== Direction ==
Format the part that opens with the line containing "Spot every sandy" and closes with the line containing "[[59, 234, 138, 302], [0, 255, 27, 307]]" as a CSV with two columns, "input" and "output". Give one row per entry, with the entry's text under input and its answer under output, each in one quoted field with line breaks replaced by spaces.
______________________________
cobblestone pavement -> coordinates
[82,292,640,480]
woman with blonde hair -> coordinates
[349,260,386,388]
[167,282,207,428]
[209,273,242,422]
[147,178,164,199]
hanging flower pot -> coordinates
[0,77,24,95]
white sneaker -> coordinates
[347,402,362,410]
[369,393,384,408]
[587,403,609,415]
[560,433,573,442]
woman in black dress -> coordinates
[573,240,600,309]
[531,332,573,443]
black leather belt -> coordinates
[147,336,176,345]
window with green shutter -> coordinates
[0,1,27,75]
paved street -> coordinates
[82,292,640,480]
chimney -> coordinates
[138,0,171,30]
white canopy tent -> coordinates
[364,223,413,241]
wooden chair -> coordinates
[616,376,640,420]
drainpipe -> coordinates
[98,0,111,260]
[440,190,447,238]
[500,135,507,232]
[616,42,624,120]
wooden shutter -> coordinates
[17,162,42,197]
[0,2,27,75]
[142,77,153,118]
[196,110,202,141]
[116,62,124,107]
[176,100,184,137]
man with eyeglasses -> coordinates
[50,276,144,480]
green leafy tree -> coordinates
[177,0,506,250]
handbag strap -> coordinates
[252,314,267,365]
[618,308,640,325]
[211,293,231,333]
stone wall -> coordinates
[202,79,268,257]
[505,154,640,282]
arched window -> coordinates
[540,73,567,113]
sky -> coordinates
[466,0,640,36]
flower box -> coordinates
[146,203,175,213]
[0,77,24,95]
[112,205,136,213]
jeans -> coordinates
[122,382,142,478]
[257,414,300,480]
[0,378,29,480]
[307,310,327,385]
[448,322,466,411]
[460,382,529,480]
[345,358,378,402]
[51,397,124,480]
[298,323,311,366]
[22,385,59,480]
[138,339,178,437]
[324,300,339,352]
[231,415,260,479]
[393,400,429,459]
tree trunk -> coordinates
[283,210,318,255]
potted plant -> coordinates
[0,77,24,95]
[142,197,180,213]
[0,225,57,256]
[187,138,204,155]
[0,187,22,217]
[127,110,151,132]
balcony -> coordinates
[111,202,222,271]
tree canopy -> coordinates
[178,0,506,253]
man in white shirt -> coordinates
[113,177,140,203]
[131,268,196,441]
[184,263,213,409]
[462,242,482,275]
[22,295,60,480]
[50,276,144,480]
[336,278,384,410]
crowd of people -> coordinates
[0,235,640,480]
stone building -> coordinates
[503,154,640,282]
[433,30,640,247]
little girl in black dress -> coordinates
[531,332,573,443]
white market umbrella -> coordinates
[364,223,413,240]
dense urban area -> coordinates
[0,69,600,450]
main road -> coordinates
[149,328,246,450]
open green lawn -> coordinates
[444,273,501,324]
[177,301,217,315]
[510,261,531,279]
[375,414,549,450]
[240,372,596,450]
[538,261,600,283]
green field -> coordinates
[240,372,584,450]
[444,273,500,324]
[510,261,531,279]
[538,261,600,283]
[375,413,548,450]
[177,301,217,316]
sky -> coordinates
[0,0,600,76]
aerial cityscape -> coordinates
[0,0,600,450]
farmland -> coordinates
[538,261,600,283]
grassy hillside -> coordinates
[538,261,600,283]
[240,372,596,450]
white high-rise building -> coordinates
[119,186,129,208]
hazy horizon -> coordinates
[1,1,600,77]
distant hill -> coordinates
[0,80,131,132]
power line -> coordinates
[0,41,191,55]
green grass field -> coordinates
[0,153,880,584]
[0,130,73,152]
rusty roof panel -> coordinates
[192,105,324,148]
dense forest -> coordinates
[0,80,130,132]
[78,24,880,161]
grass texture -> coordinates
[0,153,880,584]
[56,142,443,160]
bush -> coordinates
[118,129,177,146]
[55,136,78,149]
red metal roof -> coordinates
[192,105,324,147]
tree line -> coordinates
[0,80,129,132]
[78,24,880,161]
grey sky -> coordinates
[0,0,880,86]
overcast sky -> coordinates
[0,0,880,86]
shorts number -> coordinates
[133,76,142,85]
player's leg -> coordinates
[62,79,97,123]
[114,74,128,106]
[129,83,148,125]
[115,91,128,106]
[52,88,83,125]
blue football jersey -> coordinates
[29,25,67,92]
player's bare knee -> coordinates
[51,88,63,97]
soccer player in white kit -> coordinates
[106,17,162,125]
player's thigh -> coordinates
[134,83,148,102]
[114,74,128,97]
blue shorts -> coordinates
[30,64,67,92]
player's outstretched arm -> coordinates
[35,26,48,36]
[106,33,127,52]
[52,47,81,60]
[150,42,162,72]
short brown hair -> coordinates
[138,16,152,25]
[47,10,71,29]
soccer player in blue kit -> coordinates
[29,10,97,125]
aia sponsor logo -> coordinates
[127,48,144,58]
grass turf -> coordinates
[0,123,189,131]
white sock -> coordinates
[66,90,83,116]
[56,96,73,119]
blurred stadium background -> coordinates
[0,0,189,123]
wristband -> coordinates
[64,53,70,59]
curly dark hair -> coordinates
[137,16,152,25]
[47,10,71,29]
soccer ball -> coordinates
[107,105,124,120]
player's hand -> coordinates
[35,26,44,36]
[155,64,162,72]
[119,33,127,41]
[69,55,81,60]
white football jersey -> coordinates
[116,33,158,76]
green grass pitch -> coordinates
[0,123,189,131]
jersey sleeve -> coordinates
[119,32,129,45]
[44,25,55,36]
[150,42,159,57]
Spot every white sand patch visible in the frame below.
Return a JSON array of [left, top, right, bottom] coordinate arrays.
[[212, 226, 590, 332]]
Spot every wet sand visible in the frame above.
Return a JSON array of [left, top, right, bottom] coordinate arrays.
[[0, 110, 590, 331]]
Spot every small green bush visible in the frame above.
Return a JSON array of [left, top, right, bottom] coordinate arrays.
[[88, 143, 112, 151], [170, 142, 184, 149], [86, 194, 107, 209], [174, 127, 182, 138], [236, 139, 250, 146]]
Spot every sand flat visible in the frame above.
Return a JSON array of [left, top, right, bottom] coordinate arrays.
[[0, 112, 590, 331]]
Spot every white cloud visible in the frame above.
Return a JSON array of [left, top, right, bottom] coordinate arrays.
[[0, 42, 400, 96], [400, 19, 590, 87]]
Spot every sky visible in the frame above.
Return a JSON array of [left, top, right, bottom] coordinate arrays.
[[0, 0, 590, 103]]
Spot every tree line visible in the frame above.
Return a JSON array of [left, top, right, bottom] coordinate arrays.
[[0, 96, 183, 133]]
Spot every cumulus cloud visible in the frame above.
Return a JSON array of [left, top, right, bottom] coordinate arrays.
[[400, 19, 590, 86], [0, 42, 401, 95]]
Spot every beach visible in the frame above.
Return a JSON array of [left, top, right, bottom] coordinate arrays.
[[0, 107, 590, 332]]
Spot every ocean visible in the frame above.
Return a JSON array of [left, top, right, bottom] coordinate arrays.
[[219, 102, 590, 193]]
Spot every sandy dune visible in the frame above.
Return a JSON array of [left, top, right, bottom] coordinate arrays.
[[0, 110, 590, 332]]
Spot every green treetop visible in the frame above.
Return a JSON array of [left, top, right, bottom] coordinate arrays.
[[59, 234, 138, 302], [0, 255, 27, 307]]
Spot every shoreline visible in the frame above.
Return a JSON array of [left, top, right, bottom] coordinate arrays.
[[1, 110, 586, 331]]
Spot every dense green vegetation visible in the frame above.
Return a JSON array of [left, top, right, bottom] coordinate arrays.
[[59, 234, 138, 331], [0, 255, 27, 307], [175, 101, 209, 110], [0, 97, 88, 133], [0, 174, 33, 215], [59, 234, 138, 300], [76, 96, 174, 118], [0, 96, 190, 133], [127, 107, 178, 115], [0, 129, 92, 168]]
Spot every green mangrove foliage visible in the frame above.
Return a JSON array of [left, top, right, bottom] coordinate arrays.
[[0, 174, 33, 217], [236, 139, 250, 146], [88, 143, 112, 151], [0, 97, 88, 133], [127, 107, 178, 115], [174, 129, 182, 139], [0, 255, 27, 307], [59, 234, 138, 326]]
______________________________
== Complete answer ==
input,output
"Spot every sandy dune visible in the frame above. Return a JSON array of [left, top, right, bottom] coordinate arrays.","[[0, 110, 590, 332]]"
"Spot every green treetop visible in the frame above. Return a JSON array of [left, top, right, bottom] coordinate arrays.","[[59, 234, 138, 302], [0, 255, 27, 307]]"